Transcribe the records in full, keeping every character as it is.

## Begin

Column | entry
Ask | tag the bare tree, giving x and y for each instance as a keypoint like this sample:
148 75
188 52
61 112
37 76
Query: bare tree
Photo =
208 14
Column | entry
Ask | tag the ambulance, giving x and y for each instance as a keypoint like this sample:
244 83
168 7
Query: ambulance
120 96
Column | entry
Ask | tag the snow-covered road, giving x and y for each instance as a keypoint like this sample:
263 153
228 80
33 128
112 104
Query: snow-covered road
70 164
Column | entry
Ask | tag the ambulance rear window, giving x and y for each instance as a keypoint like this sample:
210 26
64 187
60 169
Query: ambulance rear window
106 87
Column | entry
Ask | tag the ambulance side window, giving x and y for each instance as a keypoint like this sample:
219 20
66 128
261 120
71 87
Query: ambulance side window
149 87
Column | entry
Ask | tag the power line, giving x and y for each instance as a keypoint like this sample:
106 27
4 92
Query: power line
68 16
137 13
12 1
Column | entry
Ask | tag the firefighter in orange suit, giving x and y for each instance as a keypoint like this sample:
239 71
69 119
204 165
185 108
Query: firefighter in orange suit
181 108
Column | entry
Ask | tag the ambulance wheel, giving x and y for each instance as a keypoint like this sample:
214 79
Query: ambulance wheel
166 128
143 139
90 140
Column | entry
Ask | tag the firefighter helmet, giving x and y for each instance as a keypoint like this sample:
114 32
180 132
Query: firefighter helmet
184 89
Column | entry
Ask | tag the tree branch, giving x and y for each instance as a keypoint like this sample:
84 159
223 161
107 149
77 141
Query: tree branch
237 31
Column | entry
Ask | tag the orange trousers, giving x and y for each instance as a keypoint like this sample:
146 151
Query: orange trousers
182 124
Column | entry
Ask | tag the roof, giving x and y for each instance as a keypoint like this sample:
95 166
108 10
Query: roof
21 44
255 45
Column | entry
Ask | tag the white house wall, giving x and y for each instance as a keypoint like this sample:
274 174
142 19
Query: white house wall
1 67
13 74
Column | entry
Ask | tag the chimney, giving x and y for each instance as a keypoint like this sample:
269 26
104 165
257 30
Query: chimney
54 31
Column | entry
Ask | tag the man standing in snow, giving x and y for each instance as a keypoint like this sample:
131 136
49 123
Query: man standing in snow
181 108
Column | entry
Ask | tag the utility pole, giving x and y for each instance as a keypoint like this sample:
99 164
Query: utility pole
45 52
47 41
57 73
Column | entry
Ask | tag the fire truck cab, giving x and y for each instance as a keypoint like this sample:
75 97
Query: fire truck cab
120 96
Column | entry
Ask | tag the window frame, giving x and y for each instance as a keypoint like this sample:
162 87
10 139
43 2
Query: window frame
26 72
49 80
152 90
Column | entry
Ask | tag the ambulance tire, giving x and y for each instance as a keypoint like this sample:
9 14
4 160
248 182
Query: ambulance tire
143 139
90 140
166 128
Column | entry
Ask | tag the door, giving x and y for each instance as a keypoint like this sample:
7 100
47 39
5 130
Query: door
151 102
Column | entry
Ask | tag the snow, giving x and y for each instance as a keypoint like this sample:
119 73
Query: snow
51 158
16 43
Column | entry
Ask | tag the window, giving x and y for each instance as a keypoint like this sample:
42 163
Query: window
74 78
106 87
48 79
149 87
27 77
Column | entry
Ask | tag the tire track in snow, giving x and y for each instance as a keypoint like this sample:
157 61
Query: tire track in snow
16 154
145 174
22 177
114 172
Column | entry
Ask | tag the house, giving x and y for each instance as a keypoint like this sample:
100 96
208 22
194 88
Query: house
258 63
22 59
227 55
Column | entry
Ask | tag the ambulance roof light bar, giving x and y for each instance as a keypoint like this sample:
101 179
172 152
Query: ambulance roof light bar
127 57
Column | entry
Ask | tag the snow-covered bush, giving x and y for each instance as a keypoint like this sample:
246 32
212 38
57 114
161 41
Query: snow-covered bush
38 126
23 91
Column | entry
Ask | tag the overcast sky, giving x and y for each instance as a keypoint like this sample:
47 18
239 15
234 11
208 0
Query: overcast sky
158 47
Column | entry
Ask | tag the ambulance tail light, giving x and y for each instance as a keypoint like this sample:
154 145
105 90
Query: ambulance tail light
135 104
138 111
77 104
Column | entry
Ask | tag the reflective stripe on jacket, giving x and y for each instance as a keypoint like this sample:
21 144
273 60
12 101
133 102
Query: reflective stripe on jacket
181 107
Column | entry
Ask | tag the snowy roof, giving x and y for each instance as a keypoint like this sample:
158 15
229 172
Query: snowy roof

## End

• [Result below]:
Column | entry
Ask | tag the bare tree, giving x and y for each instance as a keypoint like this sample:
148 75
188 52
61 112
37 76
Query: bare tree
Photo =
208 14
Column | entry
Ask | tag the ambulance, giving x and y for each instance as a keypoint like this sample:
244 83
168 7
Query: ambulance
120 96
Column | entry
Ask | tag the snow-covered road, giving x and y for each instance as a keypoint like this sample:
263 153
228 80
33 128
112 104
Query: snow-covered road
70 164
Column | entry
Ask | tag the ambulance rear window, giving x and y for each instance as a keypoint like this sample:
210 26
64 187
60 169
Query: ambulance rear window
106 87
Column | entry
Ask | tag the ambulance side window, giving x and y for each instance as a keypoint like this sample:
219 20
66 128
261 120
71 87
Query: ambulance side window
149 87
Column | entry
Ask | tag the power line, giving x and y for each instance as a keypoint like this sample:
106 27
4 92
Query: power line
68 16
137 13
12 1
Column | entry
Ask | tag the firefighter in orange suit, giving x and y for each instance as a keypoint like this sample:
239 71
69 119
204 165
185 108
Query: firefighter in orange suit
181 108
Column | entry
Ask | tag the ambulance wheel, giving x and y for each instance as a keypoint like this sample:
214 79
Query: ambulance wheel
166 128
143 139
90 140
Column | entry
Ask | tag the firefighter helmet, giving x and y for each instance as a keypoint like this sample:
114 32
180 132
Query: firefighter helmet
184 89
Column | entry
Ask | tag the tree branch, giving x and y for each instance as a keypoint like this sample:
84 159
223 161
107 149
77 141
Query: tree branch
237 31
Column | entry
Ask | tag the orange trousers, giving x and y for each instance as a keypoint like this sample:
146 151
Query: orange trousers
182 124
Column | entry
Ask | tag the roof, giving x and y for each instance as a keypoint like this sample:
95 166
108 10
Query: roof
21 44
255 45
Column | entry
Ask | tag the white house wall, giving x and y for each instance as a keypoint like this sample:
274 174
142 19
Query: white house wall
1 67
13 74
Column | entry
Ask | tag the chimney, giving x and y for each instance as a keypoint like this sample:
269 26
104 165
257 30
Query: chimney
54 31
Column | entry
Ask | tag the man standing in snow, giving x and y for each instance as a keypoint like this sample:
131 136
49 123
Query: man standing in snow
181 108
Column | entry
Ask | tag the utility pole, giving x and y for each instance as a keypoint like this sample:
99 164
Query: utility pole
45 52
47 41
57 73
Column | entry
Ask | tag the fire truck cab, giving x and y for each instance as a keypoint like this sample:
75 97
Query: fire truck cab
120 96
Column | entry
Ask | tag the window frame, giving x and y for each instance as a keypoint like this sample:
162 87
10 139
43 2
Query: window frame
26 72
49 80
152 90
Column | entry
Ask | tag the ambulance tire, giving x and y for each instance as a keypoint like this sample:
9 14
4 160
248 182
Query: ambulance tire
143 139
90 140
166 128
Column | entry
Ask | tag the door, giving x and y for each instance as a keypoint like this sample:
7 100
47 39
5 130
Query: door
151 102
Column | entry
Ask | tag the snow, giving x and y for each instance as a keypoint like this sample:
119 73
Query: snow
51 158
16 43
Column | entry
Ask | tag the window, giving x and y for each instance as a keypoint like this sample:
42 163
Query: window
74 78
106 87
48 79
149 87
27 77
Column | entry
Ask | tag the tire track in snow, giving x and y for each instance as a keypoint like this sample:
157 61
Query: tire track in snow
16 154
145 174
22 177
114 172
Column | entry
Ask | tag the house, giving x and y for each instance as a keypoint like this sample:
100 96
208 22
194 88
Query: house
258 63
22 59
227 55
Column | entry
Ask | tag the ambulance roof light bar, giving x and y for each instance as a keypoint like this sample:
101 179
172 152
Query: ambulance roof light bar
127 57
Column | entry
Ask | tag the snow-covered bush, giving x and y for each instance as a keypoint like this sample:
246 32
212 38
57 114
161 41
Query: snow-covered bush
38 126
23 91
Column | entry
Ask | tag the overcast sky, giving x and y for each instance as a keypoint like this sample:
47 18
239 15
234 11
208 0
Query: overcast sky
158 47
Column | entry
Ask | tag the ambulance tail light, giving x and y for each instance as a keypoint like this sample:
154 145
105 90
Query: ambulance tail light
135 104
138 111
77 104
Column | entry
Ask | tag the reflective stripe on jacket, giving x and y for each instance as a keypoint like this sample:
21 144
273 60
12 101
133 102
Query: reflective stripe on jacket
181 107
Column | entry
Ask | tag the snowy roof, giving x and y for each instance as a keypoint like this sample:
158 15
229 172
Query: snowy roof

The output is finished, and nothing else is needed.